** Opening STUDY TEXT block **
Neon love sign. Photo courtesy of Shaira Dela Peña from Unsplash.
There’s a joke that if you’re a hopeless romantic, you can eat chocolate and it will essentially produce the same reaction in your brain as love. On the surface, that assessment isn’t too far off: Our brains release endorphins and dopamine when we eat chocolate and when we’re in love. So why is it that you only feel deeply connected to your partner and not the Twix bar in your hand?
Love is an incredibly deep and complex emotion, and to get to the bottom of what it entails, The Northern Light spoke with Dr. Hannah Ekstrom, the director of UAA’s Master of Science in Clinical Psychology program and the Psychological Services Center.
Love is rooted in the attachment system of the brain. “Our attachment system is the neurobiological system that includes beliefs and thoughts, emotions, and brain states of connection,” said Ekstrom.
** Closing STUDY TEXT block **
** Opening DATASET SECTION block **
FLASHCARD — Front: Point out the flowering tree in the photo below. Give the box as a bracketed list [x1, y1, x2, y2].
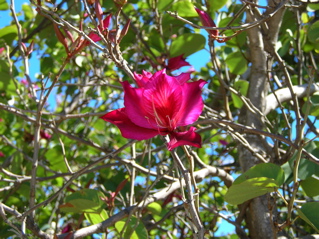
[0, 0, 319, 239]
** Closing DATASET SECTION block **
→ **EXERCISE SET**
1. Decide whether each statement below agrees with the article on love and the brain, and for each give yes or no with the deciding words from the article quoted exactly. (a) The brain releases endorphins and dopamine both when eating chocolate and when in love. (b) Dr. Hannah Ekstrom directs UAA’s Psychological Services Center. (c) Love is rooted in the reward system of the brain.
2. Carry on the article on love and the brain, starting after its last sentence.

→ **ANSWER SECTION**
1.
(a) Yes: "Our brains release endorphins and dopamine when we eat chocolate and when we’re in love."
(b) Yes: "the director of UAA’s Master of Science in Clinical Psychology program and the Psychological Services Center"
(c) No: "Love is rooted in the attachment system of the brain."

2.
Formed in early childhood, these systems are considered a biological imperative, meaning they are essential for humans to survive and thrive, according to Ekstrom. It is because of this attachment system that humans often seek out love, looking for attachment to a possible soulmate.
But what is going on in our brain when we experience love?
A study conducted by the Harvard Medical School presented college students photos of someone special to them and took MRI images of their brains, comparing those images to when those same students were shown photos of their friends.
When shown people they loved romantically, the students' brains became active in regions rich with dopamine, the two major areas being the caudate nucleus and the ventral tegmental area.
In particular, the ventral tegmental area is a part of the brain’s reward circuit, a primitive neural network that is sensitive to behavior that induces pleasure, including food consumption, drug use and sex.
The reward circuit is activated by dopamine being released into the brain as a result of being “love-struck.” The release of dopamine causes a euphoric feeling, similar to the use of cocaine or alcohol.
The reward circuit’s activation causes responses such as blushing, racing hearts and overall anxiety in relation to your significant other. The brain also sees a rise in cortisol, leading to higher stress.
This cocktail of reactions is why falling in love can feel so stressful yet so euphoric at the same time.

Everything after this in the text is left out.